Exercise requirements ::
Extract exactly the range of lines bounded by the line containing "task | drop a pin on each instance of the blue" and the final line of the listing, both ends included, and no other lines.

_ _ _ _ _

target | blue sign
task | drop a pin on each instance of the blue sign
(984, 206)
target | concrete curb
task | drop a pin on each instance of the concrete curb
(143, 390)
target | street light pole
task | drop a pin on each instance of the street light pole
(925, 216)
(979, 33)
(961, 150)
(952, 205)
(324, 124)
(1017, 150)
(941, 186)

_ _ _ _ _

Task output ::
task | drop a pin on each instance of the blue sign
(984, 206)
target | concrete curb
task | drop a pin on each instance of the concrete curb
(143, 390)
target | street light pole
task | drop a pin on each instance of the street light pole
(925, 216)
(979, 33)
(961, 150)
(952, 205)
(324, 124)
(1017, 150)
(941, 186)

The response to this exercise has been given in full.